But what I posted was a "safe" version. So that you don't delayed interrupts (in this case, since it's in vblank, the TIRQ routine), through smaller transfers and a small/fast iteration overhead.
Good point!
I was trying to keep a similar interface to the original functions which read a single sample, and I was thinking that they'd be run after a vsync() in order to avoid snow on the screen.
But you're right, I should still limit the TAI size in order to avoid blocking the TIMER interrupt.
My bad. :oops:
Plus, it's a chance to use the T flag... who doesn't like using the T flag???
Hahaha ... also a good point, but keeping the low-byte of the address in the A reg and doing ...
adc #$20 ;2
sta <low((.loop & 0xff)+2) ;4
... is a cycle faster, and it avoids messing with my stack-pointer-in-X.
Of course ... I throw away that cycle with the setup and the JSR, but that's a tradeoff for not needing a permanent routine in ZP.
There's certainly an argument for have a few of these Txx-32-byte subroutines in regular RAM to use for self-modifying code, and IIRC, HuC already has one somewhere.
Here's a corrected code, and of course, things are much cleaner in the CDROM version ...

Stored items:
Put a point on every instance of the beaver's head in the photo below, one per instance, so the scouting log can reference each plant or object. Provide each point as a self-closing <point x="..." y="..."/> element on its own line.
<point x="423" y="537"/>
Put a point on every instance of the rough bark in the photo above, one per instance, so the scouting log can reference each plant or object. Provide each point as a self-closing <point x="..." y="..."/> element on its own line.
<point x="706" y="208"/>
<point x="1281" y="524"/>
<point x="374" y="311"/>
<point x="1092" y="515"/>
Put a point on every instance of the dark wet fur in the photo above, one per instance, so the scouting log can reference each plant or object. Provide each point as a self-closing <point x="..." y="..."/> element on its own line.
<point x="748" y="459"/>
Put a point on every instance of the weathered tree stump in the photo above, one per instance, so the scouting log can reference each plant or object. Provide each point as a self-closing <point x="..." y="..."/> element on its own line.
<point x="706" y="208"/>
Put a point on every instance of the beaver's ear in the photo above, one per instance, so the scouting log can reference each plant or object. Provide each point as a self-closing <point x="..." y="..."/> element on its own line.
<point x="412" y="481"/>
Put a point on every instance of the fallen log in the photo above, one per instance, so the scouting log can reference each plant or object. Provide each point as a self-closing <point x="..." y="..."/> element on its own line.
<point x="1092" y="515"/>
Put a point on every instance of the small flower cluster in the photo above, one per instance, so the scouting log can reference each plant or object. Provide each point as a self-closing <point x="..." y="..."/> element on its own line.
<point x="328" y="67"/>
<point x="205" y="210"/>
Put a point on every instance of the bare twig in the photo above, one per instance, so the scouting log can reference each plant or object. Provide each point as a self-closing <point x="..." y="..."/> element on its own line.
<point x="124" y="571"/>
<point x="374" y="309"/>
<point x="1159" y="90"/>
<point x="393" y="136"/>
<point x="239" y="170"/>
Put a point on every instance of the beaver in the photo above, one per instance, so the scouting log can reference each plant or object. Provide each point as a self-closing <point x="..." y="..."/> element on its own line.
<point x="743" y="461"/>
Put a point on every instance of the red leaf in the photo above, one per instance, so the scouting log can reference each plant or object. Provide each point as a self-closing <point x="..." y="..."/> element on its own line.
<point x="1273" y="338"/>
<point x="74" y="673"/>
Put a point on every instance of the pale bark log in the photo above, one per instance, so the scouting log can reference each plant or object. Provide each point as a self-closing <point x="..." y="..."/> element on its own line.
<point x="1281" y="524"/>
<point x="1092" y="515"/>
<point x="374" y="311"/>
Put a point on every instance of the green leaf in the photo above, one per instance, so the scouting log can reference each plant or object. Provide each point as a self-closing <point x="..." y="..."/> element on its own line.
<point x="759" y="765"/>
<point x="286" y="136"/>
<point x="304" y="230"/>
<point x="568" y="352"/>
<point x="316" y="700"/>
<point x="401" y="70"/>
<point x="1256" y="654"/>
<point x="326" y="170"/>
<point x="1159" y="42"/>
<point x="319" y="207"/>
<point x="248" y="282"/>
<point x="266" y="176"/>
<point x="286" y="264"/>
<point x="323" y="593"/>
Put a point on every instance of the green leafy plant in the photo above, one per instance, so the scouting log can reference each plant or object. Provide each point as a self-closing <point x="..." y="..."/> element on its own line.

**Tasks for this exercise**
a. Answer these questions about the forum thread on TAI transfers, using only what the thread states:
(i) What should the TAI size be limited to avoid blocking?
(ii) Which register is said to hold the stack pointer?
(iii) Which flag does one poster ask who doesn't like using?
b. Write the next part of the forum thread on TAI transfers, starting after its last sentence.

**Answers to the problems**
a.
(i) The TIMER interrupt.
(ii) X.
(iii) The T flag.

b.
; --------
; Alternate names when the parameter-passing area is used for
; a self-modifying Txx instruction.
;
__tc = $20F8
__ts = $20F9
__td = $20FB
__tl = $20FD
__tr = $20FF
; set_colors(int *pbuffer [__ts] )
; set_colors(int index [color_reg], int *pbuffer [__ts], unsigned char count [acc] )
; ----
; index: index in the palette (0-511)
; pbuffer: source buffer
; count: # of 16-color palettes, (1-32)
; ----
_set_colors.1: stz color_reg_l
stz color_reg_h
lda #32
_set_colors.3: tay
.if (!CDROM)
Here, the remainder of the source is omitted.